** Problem to work on **
Reproduce every one of the items below verbatim, preserving each character and line without alteration.

** Study material **
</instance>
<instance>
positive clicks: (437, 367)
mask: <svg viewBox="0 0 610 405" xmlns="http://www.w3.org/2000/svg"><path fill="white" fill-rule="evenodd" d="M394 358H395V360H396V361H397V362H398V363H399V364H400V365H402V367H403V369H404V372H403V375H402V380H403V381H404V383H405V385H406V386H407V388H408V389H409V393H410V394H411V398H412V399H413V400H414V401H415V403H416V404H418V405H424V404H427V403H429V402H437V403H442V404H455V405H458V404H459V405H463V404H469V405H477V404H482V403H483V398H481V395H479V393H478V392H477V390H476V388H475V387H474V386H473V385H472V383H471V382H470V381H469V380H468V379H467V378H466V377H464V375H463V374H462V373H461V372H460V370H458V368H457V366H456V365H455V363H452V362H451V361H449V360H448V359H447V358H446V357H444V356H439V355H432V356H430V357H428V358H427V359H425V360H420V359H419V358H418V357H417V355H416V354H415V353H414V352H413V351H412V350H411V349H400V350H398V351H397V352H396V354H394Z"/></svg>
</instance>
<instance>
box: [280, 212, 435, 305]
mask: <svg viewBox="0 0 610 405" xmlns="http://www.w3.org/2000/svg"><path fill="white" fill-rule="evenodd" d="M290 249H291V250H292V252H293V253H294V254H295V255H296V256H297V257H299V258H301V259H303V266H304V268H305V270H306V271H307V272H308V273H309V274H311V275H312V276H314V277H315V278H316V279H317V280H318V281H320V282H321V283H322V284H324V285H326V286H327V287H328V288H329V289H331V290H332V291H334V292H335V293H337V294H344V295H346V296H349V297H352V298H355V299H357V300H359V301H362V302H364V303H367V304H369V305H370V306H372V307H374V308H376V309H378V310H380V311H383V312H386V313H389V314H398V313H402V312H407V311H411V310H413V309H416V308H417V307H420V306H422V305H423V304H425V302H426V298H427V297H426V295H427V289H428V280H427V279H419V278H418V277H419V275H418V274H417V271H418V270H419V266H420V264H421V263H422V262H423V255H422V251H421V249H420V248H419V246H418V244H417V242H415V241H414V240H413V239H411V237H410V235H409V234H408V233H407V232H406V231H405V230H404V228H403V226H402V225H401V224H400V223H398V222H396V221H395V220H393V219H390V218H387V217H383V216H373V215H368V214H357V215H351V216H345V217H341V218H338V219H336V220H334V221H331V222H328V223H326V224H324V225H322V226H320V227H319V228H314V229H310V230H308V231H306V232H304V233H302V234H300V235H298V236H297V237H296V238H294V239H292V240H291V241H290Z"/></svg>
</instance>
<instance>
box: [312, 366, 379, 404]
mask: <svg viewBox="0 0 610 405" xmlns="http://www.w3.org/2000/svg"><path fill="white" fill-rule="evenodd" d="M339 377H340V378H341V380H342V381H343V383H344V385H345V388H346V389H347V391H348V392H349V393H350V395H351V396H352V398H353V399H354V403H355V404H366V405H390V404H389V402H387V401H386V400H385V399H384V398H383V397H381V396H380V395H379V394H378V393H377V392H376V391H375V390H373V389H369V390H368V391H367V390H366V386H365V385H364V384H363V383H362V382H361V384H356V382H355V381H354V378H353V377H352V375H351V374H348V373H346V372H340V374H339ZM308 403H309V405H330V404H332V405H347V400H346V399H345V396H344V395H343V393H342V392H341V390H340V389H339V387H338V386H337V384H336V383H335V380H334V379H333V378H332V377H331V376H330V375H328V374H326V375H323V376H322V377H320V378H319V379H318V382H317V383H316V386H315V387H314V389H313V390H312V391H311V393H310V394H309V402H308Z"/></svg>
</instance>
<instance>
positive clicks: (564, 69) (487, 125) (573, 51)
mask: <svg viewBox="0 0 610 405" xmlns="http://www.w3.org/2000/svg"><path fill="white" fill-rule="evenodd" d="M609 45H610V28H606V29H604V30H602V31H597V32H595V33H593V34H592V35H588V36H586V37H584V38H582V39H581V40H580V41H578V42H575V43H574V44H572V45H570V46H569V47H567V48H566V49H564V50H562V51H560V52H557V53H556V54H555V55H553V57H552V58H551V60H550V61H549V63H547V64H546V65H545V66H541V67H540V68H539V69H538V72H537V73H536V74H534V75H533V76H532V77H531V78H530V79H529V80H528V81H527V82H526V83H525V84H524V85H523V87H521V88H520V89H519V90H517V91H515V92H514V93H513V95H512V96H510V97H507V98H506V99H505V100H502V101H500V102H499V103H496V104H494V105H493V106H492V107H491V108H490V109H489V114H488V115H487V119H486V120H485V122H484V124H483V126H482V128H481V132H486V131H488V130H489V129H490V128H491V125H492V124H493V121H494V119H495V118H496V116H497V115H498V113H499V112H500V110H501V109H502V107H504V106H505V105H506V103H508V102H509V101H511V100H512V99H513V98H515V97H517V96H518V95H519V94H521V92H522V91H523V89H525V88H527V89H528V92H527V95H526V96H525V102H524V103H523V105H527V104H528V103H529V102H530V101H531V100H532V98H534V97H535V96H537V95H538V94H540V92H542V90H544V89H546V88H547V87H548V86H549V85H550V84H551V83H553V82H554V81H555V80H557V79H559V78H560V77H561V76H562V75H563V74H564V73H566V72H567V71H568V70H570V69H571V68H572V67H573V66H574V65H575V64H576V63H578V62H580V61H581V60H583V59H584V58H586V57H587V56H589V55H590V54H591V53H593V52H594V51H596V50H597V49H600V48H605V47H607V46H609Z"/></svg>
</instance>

** Written solution **
</instance>
<instance>
positive clicks: (437, 367)
mask: <svg viewBox="0 0 610 405" xmlns="http://www.w3.org/2000/svg"><path fill="white" fill-rule="evenodd" d="M394 358H395V360H396V361H397V362H398V363H399V364H400V365H402V367H403V369H404V372H403V375H402V380H403V381H404V383H405V385H406V386H407V388H408V389H409V393H410V394H411V398H412V399H413V400H414V401H415V403H416V404H418V405H424V404H427V403H429V402H437V403H442V404H455V405H458V404H459V405H463V404H469V405H477V404H482V403H483V398H481V395H479V393H478V392H477V390H476V388H475V387H474V386H473V385H472V383H471V382H470V381H469V380H468V379H467V378H466V377H464V375H463V374H462V373H461V372H460V370H458V368H457V366H456V365H455V363H452V362H451V361H449V360H448V359H447V358H446V357H444V356H439V355H432V356H430V357H428V358H427V359H425V360H420V359H419V358H418V357H417V355H416V354H415V353H414V352H413V351H412V350H411V349H400V350H398V351H397V352H396V354H394Z"/></svg>
</instance>
<instance>
box: [280, 212, 435, 305]
mask: <svg viewBox="0 0 610 405" xmlns="http://www.w3.org/2000/svg"><path fill="white" fill-rule="evenodd" d="M290 249H291V250H292V252H293V253H294V254H295V255H296V256H297V257H299V258H301V259H303V266H304V268H305V270H306V271H307V272H308V273H309V274H311V275H312V276H314V277H315V278H316V279H317V280H318V281H320V282H321V283H322V284H324V285H326V286H327V287H328V288H329V289H331V290H332V291H334V292H335V293H337V294H344V295H346V296H349V297H352V298H355V299H357V300H359V301H362V302H364V303H367V304H369V305H370V306H372V307H374V308H376V309H378V310H380V311H383V312H386V313H389V314H398V313H402V312H407V311H411V310H413V309H416V308H417V307H420V306H422V305H423V304H425V302H426V298H427V297H426V295H427V289H428V280H427V279H419V278H418V277H419V275H418V274H417V271H418V270H419V266H420V264H421V263H422V262H423V255H422V251H421V249H420V248H419V246H418V244H417V242H415V241H414V240H413V239H411V237H410V235H409V234H408V233H407V232H406V231H405V230H404V228H403V226H402V225H401V224H400V223H398V222H396V221H395V220H393V219H390V218H387V217H383V216H373V215H368V214H357V215H351V216H345V217H341V218H338V219H336V220H334V221H331V222H328V223H326V224H324V225H322V226H320V227H319V228H314V229H310V230H308V231H306V232H304V233H302V234H300V235H298V236H297V237H296V238H294V239H292V240H291V241H290Z"/></svg>
</instance>
<instance>
box: [312, 366, 379, 404]
mask: <svg viewBox="0 0 610 405" xmlns="http://www.w3.org/2000/svg"><path fill="white" fill-rule="evenodd" d="M339 377H340V378H341V380H342V381H343V383H344V385H345V388H346V389H347V391H348V392H349V393H350V395H351V396H352V398H353V399H354V403H355V404H366V405H390V404H389V402H387V401H386V400H385V399H384V398H383V397H381V396H380V395H379V394H378V393H377V392H376V391H375V390H373V389H369V390H368V391H367V390H366V386H365V385H364V384H363V383H362V382H361V384H356V382H355V381H354V378H353V377H352V375H351V374H348V373H346V372H340V374H339ZM308 403H309V405H330V404H332V405H347V400H346V399H345V396H344V395H343V393H342V392H341V390H340V389H339V387H338V386H337V384H336V383H335V380H334V379H333V378H332V377H331V376H330V375H328V374H326V375H323V376H322V377H320V378H319V379H318V382H317V383H316V386H315V387H314V389H313V390H312V391H311V393H310V394H309V402H308Z"/></svg>
</instance>
<instance>
positive clicks: (564, 69) (487, 125) (573, 51)
mask: <svg viewBox="0 0 610 405" xmlns="http://www.w3.org/2000/svg"><path fill="white" fill-rule="evenodd" d="M609 45H610V28H606V29H604V30H602V31H597V32H595V33H593V34H592V35H588V36H586V37H584V38H582V39H581V40H580V41H578V42H575V43H574V44H572V45H570V46H569V47H567V48H566V49H564V50H562V51H560V52H557V53H556V54H555V55H553V57H552V58H551V60H550V61H549V63H547V64H546V65H545V66H541V67H540V68H539V69H538V72H537V73H536V74H534V75H533V76H532V77H531V78H530V79H529V80H528V81H527V82H526V83H525V84H524V85H523V87H521V88H520V89H519V90H517V91H515V92H514V93H513V95H512V96H510V97H507V98H506V99H505V100H502V101H500V102H499V103H496V104H494V105H493V106H492V107H491V108H490V109H489V114H488V115H487V119H486V120H485V122H484V124H483V126H482V128H481V132H486V131H488V130H489V129H490V128H491V125H492V124H493V121H494V119H495V118H496V116H497V115H498V113H499V112H500V110H501V109H502V107H504V106H505V105H506V103H508V102H509V101H511V100H512V99H513V98H515V97H517V96H518V95H519V94H521V92H522V91H523V89H525V88H527V89H528V92H527V95H526V96H525V102H524V103H523V105H527V104H528V103H529V102H530V101H531V100H532V98H534V97H535V96H537V95H538V94H540V92H542V90H544V89H546V88H547V87H548V86H549V85H550V84H551V83H553V82H554V81H555V80H557V79H559V78H560V77H561V76H562V75H563V74H564V73H566V72H567V71H568V70H570V69H571V68H572V67H573V66H574V65H575V64H576V63H578V62H580V61H581V60H583V59H584V58H586V57H587V56H589V55H590V54H591V53H593V52H594V51H596V50H597V49H600V48H605V47H607V46H609Z"/></svg>
</instance>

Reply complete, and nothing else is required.